**FRAGMENTO DE PÁGINA:**
▽

El problema de las Conferencias episcopales

De los “simples” sacerdotes pasamos a los obispos, es decir, a los que, por ser “sucesores de los apóstoles”, poseen la “plenitud del sacerdocio”, son “maestros auténticos de la doctrina cristiana”, “gozan de autoridad propia, ordinaria, inmediata, sobre la Iglesia a ellos confiada”, de la cual son “principio y fundamento de unidad”, y que unidos en el colegio episcopal con su cabeza, el Romano Pontífice, “actúan en nombre de Cristo” para gobernar la Iglesia universal.

Todas las definiciones que acabamos de citar pertenecen a la doctrina católica sobre el episcopado y han sido reafirmadas en toda su fuerza por el Vaticano II. 

El Concilio, recuerda el cardenal Ratzinger, «quería precisamente reforzar la misión y la responsabilidad del obispo, continuando y completando los trabajos del Vaticano I, interrumpido por la conquista de Roma, cuando sólo había llegado a tratar sobre el Papa. A este último, los Padres conciliares le habían reconocido la infalibilidad en el Magisterio, cuando, como Pastor y Doctor supremo, proclama que determinada enseñanza sobre la fe o las costumbres tiene que ser creída». Esta circunstancia influyó en un cierto desequilibrio en las exposiciones de algún teólogo que no subrayaba suficientemente que también el colegio episcopal goza de la misma «Infalibilidad de Magisterio», siempre que los obispos «conserven el vínculo de comunión entre sí y con el Sucesor de Pedro».

Así, pues, ¿ha quedado todo en su lugar con el Vaticano II?

«En los documentos, sí, pero no en la práctica, en la que se ha producido otro de los efectos paradójicos del posconcilio», me responde. Y lo explica a continuación: «El decidido impulso a la misión del obispo se ha visto atenuado, e incluso corre el riesgo de quedar sofocado, por la inserción de los obispos en Conferencias episcopales cada vez más organizadas, con estructuras burocráticas a menudo poco ágiles. No debemos olvidar que las Conferencias episcopales no tienen una base teológica, no forman parte de la estructura imprescindible de la Iglesia tal como la quiso Cristo; solamente tienen una función práctica concreta».

△

**LISTA DE TAREAS:**
**a)** Enumera todas las expresiones entre comillas que el primer párrafo del texto sobre las Conferencias episcopales aplica a los obispos.
**b)** Extrae del texto sobre las Conferencias episcopales todo el pasaje que va desde "Todas las definiciones" hasta "el Vaticano II.".
**c)** Continúa el texto sobre las Conferencias episcopales a partir de su última frase.

**LISTADO DE DATOS:**
▽

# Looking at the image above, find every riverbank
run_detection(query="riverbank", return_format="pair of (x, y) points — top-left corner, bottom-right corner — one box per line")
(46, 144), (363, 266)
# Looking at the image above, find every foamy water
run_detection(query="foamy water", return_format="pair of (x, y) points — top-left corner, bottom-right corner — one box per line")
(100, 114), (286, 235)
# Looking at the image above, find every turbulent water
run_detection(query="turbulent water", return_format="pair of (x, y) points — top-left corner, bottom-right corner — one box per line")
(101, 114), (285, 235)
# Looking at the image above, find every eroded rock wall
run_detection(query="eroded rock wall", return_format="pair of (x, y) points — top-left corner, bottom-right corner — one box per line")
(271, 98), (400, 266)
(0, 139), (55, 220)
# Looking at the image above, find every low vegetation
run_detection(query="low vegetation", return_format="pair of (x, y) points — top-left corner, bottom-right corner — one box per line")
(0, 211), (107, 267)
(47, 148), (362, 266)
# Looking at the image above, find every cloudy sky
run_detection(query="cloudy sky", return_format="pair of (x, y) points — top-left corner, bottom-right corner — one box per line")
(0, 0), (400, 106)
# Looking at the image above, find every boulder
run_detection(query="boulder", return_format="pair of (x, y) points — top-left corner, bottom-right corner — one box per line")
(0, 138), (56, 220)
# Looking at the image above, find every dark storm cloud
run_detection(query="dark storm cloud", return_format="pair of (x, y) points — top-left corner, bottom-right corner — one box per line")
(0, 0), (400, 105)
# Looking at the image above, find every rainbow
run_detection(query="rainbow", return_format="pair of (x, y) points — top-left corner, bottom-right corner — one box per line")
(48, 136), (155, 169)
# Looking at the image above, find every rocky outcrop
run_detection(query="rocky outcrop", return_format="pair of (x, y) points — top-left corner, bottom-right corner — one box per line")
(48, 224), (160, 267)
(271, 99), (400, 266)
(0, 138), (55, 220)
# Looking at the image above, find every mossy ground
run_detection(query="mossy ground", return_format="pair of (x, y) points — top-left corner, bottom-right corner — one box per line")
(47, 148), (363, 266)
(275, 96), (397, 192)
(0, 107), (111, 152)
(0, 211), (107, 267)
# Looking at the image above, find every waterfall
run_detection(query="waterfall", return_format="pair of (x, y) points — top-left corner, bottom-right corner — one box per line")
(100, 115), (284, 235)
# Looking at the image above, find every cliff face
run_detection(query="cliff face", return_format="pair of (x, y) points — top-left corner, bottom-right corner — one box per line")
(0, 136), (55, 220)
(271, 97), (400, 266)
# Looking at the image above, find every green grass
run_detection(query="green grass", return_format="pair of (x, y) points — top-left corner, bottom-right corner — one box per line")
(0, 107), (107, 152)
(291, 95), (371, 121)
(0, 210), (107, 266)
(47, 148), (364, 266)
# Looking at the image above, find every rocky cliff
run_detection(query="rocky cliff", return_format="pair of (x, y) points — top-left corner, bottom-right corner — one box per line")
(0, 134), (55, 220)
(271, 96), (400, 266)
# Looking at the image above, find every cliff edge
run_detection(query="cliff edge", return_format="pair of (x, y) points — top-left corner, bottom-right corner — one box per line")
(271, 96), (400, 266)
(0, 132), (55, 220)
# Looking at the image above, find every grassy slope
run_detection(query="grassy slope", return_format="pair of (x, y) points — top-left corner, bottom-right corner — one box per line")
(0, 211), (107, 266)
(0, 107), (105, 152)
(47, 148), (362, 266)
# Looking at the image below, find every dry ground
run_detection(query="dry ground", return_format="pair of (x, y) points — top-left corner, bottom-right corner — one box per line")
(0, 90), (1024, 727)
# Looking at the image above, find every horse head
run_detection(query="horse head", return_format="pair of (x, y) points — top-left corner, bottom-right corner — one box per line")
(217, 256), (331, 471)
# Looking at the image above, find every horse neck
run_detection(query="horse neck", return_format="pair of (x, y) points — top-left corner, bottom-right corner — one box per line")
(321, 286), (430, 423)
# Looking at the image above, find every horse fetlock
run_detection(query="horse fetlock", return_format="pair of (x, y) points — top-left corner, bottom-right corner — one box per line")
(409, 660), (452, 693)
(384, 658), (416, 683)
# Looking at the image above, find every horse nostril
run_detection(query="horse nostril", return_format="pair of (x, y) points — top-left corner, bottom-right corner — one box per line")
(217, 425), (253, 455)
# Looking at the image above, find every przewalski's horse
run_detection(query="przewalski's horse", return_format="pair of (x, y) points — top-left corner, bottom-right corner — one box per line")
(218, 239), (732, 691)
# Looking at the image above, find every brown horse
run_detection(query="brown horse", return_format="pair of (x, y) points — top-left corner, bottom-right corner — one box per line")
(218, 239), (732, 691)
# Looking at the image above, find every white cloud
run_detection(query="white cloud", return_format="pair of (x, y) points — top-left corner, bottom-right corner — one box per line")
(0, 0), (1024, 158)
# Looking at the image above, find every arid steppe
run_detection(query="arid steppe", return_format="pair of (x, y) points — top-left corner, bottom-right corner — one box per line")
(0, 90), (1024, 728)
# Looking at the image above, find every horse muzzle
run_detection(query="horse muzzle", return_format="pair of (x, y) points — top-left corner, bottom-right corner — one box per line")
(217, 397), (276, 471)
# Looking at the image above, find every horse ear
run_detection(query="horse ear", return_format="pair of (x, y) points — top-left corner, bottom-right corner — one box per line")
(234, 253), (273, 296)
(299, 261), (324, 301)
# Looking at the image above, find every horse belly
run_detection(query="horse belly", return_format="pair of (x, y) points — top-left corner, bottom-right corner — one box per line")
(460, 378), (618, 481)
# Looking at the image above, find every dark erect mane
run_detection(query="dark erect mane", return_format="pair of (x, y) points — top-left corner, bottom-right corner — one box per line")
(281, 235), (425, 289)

△

**RESPUESTAS:**
**a)**
- "sucesores de los apóstoles"
- "plenitud del sacerdocio"
- "maestros auténticos de la doctrina cristiana"
- "gozan de autoridad propia, ordinaria, inmediata, sobre la Iglesia a ellos confiada"
- "principio y fundamento de unidad"
- "actúan en nombre de Cristo"

**b)**
Todas las definiciones que acabamos de citar pertenecen a la doctrina católica sobre el episcopado y han sido reafirmadas en toda su fuerza por el Vaticano II.

**c)**
Agrega que esto es precisamente lo que reafirma el nuevo Código de Derecho Canónico al fijar los ámbitos de autoridad de las Conferencias, que «no pueden actuar en nombre de todos los obispos, a no ser que todos y cada uno hubieran dado su propio consentimiento» o que se trate de «materias ya establecidas por el derecho común o por un mandato especial de la Sede Apostólica» (can. 455 §§ 4 y 1). Así, pues, el colectivo no sustituye a la persona del obispo, el cual —como recuerda el Código, repitiendo la doctrina del Concilio— «es el auténtico doctor y maestro de la fe para los creyentes a él confiados» (cf. Can. 753). Y Ratzinger lo reafirma: «Ninguna Conferencia episcopal tiene, en cuanto tal, una misión de enseñanza; sus documentos no tienen un valor específico, sino el valor del consenso que les es atribuido por cada obispo». 

¿Por qué tanta insistencia sobre este punto?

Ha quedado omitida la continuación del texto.